**Exercise directions:**
From the items below, pick out every line that contains the string "baseball" and copy each of those lines.

--- Start of Material ---

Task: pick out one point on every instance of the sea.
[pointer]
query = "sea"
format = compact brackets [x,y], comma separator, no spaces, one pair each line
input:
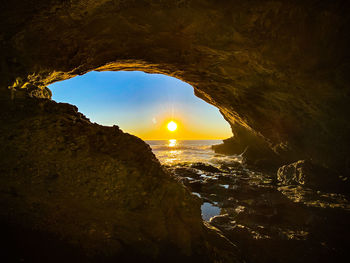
[172,152]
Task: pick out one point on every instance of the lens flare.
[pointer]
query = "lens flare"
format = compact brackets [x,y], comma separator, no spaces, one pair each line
[172,126]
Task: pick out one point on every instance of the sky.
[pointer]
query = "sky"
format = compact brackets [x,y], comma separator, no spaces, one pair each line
[143,104]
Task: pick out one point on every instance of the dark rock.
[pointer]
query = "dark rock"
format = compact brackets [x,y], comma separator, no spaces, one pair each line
[310,175]
[94,190]
[205,167]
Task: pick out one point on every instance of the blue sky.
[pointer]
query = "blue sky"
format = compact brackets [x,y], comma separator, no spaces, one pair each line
[142,104]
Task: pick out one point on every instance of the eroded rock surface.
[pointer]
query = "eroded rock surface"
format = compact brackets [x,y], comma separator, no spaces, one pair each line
[270,222]
[92,192]
[310,175]
[277,70]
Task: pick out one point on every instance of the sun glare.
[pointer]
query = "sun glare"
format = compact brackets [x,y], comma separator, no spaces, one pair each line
[172,126]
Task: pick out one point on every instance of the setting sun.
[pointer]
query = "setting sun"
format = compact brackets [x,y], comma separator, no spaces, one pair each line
[172,126]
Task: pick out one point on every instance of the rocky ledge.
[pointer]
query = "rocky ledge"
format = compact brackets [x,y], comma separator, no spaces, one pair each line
[71,190]
[270,220]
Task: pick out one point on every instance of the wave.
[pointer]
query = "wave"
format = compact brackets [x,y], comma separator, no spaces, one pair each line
[181,147]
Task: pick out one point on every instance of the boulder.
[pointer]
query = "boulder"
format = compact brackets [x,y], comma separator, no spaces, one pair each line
[310,175]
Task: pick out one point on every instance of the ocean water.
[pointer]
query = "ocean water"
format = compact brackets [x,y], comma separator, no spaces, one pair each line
[172,152]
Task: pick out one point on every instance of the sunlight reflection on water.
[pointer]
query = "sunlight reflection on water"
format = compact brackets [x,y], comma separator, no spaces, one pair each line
[174,151]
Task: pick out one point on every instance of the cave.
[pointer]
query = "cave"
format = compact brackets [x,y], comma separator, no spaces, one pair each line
[277,70]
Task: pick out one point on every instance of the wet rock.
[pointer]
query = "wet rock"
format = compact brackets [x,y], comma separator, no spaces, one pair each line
[205,167]
[91,190]
[310,175]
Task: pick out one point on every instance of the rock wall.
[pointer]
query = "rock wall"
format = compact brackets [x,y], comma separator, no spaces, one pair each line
[98,191]
[276,69]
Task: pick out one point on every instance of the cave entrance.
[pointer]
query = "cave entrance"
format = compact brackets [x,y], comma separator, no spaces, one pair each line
[161,110]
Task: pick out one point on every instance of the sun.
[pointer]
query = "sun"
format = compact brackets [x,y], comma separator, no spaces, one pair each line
[172,126]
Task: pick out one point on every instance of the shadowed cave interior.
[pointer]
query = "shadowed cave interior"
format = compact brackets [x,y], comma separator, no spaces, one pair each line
[76,191]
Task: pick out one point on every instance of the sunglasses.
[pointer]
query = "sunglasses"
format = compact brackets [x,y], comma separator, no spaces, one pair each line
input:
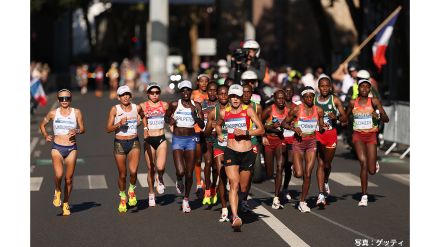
[64,98]
[154,92]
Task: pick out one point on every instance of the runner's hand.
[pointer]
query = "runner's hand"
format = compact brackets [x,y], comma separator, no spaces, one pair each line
[49,138]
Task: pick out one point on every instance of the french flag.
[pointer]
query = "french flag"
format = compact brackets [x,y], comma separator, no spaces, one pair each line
[37,92]
[381,43]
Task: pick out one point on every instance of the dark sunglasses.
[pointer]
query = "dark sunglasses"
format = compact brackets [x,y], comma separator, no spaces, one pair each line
[154,92]
[64,98]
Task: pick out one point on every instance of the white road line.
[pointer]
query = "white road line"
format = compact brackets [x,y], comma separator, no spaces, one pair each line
[277,226]
[142,179]
[324,218]
[348,179]
[401,178]
[86,182]
[36,183]
[34,143]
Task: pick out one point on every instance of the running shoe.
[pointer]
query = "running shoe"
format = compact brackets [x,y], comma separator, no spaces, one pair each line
[224,215]
[236,223]
[364,201]
[132,197]
[276,204]
[214,199]
[122,205]
[287,195]
[303,207]
[207,198]
[245,207]
[151,200]
[327,189]
[321,200]
[185,206]
[66,209]
[160,187]
[179,186]
[57,198]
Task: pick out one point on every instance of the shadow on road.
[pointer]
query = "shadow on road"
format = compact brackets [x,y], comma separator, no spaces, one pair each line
[83,206]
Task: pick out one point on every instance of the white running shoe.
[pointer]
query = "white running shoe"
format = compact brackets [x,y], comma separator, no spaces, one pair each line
[185,206]
[245,207]
[160,187]
[224,215]
[151,200]
[321,200]
[179,186]
[276,204]
[327,189]
[303,207]
[364,201]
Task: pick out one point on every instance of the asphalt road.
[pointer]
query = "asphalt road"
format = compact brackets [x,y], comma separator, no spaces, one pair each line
[95,220]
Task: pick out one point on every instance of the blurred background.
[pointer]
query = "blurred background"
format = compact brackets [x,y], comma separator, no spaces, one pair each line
[77,42]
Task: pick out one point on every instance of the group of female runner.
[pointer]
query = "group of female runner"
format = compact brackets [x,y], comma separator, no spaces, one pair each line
[220,126]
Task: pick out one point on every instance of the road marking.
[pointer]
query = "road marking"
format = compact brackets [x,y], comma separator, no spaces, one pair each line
[401,178]
[348,179]
[277,226]
[323,217]
[36,183]
[46,162]
[34,143]
[142,179]
[89,182]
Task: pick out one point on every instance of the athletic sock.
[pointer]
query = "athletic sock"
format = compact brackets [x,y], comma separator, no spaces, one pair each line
[131,188]
[122,194]
[198,170]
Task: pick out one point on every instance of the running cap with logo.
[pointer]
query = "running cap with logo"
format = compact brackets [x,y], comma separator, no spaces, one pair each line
[153,85]
[236,90]
[123,89]
[249,75]
[307,90]
[203,75]
[364,81]
[363,74]
[323,76]
[223,70]
[185,83]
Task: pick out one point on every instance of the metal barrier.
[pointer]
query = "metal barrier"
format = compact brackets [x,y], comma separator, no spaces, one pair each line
[397,129]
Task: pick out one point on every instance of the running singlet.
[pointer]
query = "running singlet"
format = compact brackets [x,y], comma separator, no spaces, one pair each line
[183,116]
[155,116]
[239,120]
[362,117]
[327,106]
[201,98]
[130,127]
[207,107]
[62,125]
[307,124]
[275,116]
[224,129]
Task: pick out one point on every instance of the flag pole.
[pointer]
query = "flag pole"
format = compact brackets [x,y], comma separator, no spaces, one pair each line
[378,28]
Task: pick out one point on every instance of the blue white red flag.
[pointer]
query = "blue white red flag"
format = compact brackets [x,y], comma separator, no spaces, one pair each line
[37,92]
[381,43]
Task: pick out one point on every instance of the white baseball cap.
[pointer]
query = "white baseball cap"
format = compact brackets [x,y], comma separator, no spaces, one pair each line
[235,89]
[123,89]
[185,83]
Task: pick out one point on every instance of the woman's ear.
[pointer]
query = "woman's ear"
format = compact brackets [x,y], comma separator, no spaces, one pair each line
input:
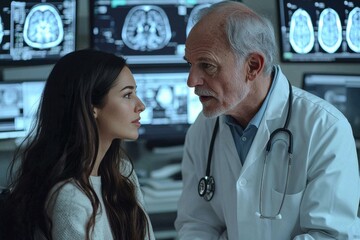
[255,65]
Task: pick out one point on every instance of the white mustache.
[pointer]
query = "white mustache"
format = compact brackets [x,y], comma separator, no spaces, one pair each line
[204,92]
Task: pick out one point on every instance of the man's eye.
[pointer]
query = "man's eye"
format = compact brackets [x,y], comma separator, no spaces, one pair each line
[208,67]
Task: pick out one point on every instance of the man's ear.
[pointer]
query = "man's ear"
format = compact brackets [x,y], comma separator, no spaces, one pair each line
[255,66]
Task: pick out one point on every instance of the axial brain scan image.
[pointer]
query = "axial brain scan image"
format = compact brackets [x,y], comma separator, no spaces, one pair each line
[43,27]
[146,28]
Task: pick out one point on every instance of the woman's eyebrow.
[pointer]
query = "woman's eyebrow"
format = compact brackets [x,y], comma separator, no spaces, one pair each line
[128,87]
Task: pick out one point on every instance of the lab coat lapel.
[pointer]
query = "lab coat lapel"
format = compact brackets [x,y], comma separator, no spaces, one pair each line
[274,115]
[229,148]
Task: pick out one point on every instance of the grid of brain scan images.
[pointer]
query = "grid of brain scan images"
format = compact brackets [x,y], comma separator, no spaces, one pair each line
[146,32]
[320,30]
[36,30]
[151,35]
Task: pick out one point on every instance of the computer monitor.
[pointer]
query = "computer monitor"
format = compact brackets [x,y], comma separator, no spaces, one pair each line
[145,32]
[319,31]
[171,106]
[341,90]
[36,31]
[19,102]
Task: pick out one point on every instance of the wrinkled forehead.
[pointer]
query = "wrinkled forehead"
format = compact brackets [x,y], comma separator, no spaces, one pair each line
[207,34]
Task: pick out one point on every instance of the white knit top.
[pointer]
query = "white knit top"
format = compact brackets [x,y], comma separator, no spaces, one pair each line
[70,210]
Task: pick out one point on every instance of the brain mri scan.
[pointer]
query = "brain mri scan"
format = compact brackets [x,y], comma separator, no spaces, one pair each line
[43,27]
[146,28]
[301,32]
[329,30]
[353,30]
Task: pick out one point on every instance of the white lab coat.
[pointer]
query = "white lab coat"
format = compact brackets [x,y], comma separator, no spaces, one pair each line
[323,192]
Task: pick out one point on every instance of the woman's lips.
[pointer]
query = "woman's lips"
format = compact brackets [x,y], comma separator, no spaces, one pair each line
[137,122]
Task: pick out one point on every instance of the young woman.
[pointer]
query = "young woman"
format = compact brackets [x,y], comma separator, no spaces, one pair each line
[73,179]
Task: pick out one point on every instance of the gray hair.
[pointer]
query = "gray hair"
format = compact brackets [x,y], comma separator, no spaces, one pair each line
[247,32]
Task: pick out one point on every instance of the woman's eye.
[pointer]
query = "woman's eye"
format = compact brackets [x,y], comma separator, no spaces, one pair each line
[128,95]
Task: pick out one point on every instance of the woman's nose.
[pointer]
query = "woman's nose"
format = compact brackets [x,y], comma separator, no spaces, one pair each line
[140,106]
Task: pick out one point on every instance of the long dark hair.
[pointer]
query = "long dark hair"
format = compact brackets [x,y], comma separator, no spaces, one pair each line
[64,145]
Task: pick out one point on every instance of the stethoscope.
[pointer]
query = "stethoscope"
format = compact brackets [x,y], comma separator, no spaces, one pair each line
[206,186]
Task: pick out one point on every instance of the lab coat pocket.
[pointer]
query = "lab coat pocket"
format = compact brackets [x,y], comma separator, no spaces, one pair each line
[289,224]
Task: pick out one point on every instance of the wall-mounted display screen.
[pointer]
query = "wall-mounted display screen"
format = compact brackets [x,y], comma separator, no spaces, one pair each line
[145,32]
[171,106]
[342,91]
[36,31]
[19,102]
[320,31]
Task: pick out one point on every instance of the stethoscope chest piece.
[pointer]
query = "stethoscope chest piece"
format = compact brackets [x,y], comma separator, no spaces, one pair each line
[206,187]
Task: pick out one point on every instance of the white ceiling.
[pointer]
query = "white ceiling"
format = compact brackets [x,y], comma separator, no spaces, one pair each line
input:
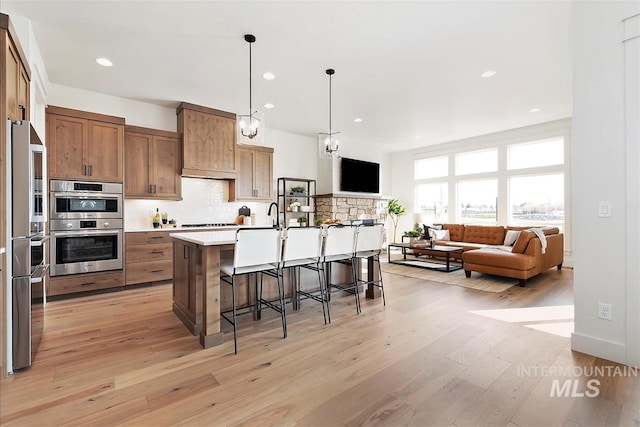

--- End of Material ---

**Task response:**
Task: pick out one point on every instance of the white baseball cap.
query = "white baseball cap"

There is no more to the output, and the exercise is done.